ASSIGNMENT. Your answer should be each line of the entries that contains the word "this", copied in full.

BEGIN

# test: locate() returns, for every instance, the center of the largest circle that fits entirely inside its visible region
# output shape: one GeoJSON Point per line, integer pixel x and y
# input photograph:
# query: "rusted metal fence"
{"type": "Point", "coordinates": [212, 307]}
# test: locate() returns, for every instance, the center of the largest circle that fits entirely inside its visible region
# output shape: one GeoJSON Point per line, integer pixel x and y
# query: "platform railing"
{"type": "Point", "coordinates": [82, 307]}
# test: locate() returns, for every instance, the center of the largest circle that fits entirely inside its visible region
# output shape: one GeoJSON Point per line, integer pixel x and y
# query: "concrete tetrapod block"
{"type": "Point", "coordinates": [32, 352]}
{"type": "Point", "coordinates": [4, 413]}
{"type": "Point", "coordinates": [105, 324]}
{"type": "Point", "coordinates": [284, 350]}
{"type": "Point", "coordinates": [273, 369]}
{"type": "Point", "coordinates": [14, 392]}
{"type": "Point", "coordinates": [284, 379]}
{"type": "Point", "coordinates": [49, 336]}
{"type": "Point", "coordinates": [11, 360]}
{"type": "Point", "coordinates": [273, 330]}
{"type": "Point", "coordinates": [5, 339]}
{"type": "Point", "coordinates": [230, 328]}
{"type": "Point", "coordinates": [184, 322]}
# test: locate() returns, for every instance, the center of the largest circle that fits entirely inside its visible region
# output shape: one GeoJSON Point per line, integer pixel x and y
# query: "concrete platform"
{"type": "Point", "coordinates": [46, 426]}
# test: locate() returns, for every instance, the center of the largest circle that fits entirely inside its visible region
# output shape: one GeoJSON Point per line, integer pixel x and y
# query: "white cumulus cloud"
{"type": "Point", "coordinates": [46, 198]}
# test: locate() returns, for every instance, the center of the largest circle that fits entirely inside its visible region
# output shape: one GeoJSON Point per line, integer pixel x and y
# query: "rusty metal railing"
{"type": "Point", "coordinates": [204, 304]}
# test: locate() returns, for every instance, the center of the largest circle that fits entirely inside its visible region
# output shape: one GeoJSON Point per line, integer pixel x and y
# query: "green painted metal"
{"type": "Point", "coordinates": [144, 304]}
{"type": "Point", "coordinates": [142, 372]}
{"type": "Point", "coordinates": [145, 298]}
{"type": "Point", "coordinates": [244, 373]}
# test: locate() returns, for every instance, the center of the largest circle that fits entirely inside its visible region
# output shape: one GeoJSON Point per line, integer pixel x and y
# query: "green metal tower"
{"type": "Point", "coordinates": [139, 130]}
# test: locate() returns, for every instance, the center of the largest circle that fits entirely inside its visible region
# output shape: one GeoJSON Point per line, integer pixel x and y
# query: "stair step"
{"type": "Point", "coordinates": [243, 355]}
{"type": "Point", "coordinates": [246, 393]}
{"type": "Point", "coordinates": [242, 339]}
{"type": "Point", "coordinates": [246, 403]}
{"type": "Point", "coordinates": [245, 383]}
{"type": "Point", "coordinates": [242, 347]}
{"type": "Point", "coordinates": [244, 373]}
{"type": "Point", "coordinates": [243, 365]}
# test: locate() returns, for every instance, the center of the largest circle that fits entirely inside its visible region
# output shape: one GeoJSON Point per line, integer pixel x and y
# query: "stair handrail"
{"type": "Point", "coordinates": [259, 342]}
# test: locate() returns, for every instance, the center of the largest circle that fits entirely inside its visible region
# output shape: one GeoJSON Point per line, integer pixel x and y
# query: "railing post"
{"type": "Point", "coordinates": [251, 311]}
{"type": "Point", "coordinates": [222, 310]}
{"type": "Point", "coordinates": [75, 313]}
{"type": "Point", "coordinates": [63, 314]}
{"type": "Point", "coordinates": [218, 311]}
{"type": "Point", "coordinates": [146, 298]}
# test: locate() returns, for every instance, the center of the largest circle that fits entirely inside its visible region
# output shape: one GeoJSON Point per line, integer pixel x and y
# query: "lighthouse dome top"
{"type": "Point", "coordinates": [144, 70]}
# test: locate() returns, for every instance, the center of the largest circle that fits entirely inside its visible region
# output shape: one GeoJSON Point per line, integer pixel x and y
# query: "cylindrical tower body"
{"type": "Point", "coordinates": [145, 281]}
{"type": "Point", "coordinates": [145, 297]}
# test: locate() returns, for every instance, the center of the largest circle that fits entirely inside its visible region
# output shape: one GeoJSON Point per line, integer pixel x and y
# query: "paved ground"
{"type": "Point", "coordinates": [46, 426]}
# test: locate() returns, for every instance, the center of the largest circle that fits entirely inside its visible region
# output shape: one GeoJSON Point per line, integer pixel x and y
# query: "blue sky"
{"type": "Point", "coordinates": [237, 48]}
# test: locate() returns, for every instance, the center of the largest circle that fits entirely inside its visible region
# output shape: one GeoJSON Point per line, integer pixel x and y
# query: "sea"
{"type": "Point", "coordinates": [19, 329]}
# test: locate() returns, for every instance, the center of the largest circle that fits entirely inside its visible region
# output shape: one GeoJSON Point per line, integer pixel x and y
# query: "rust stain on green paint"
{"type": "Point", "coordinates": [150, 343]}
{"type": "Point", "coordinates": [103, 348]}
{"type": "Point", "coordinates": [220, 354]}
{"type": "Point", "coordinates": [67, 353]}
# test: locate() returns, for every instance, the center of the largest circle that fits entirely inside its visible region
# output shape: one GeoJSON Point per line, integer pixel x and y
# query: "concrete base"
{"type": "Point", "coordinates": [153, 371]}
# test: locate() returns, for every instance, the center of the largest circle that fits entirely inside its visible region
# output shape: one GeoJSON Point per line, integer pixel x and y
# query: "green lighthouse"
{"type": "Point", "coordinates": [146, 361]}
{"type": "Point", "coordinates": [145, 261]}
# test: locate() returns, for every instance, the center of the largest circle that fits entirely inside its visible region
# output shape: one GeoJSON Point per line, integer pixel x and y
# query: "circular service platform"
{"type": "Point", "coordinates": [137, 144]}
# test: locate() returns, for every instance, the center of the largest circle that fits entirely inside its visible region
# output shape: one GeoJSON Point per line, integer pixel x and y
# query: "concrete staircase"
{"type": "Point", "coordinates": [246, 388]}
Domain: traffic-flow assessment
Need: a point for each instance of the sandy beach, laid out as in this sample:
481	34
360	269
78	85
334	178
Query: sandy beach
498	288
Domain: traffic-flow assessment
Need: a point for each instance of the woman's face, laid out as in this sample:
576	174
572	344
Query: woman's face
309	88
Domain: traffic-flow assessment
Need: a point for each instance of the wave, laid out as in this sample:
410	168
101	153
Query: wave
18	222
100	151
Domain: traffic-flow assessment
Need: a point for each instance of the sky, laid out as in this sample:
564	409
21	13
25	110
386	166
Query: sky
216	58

END

EXERCISE RESPONSE.
Need: a point for each instance of the sandy beach, laid out as in this sample:
Need: a point for each instance of the woman's face, laid out as in this sample:
Need: a point for each instance of the wave, laid out as in this sample:
Need: a point for each instance of the sky, laid out as in this sample:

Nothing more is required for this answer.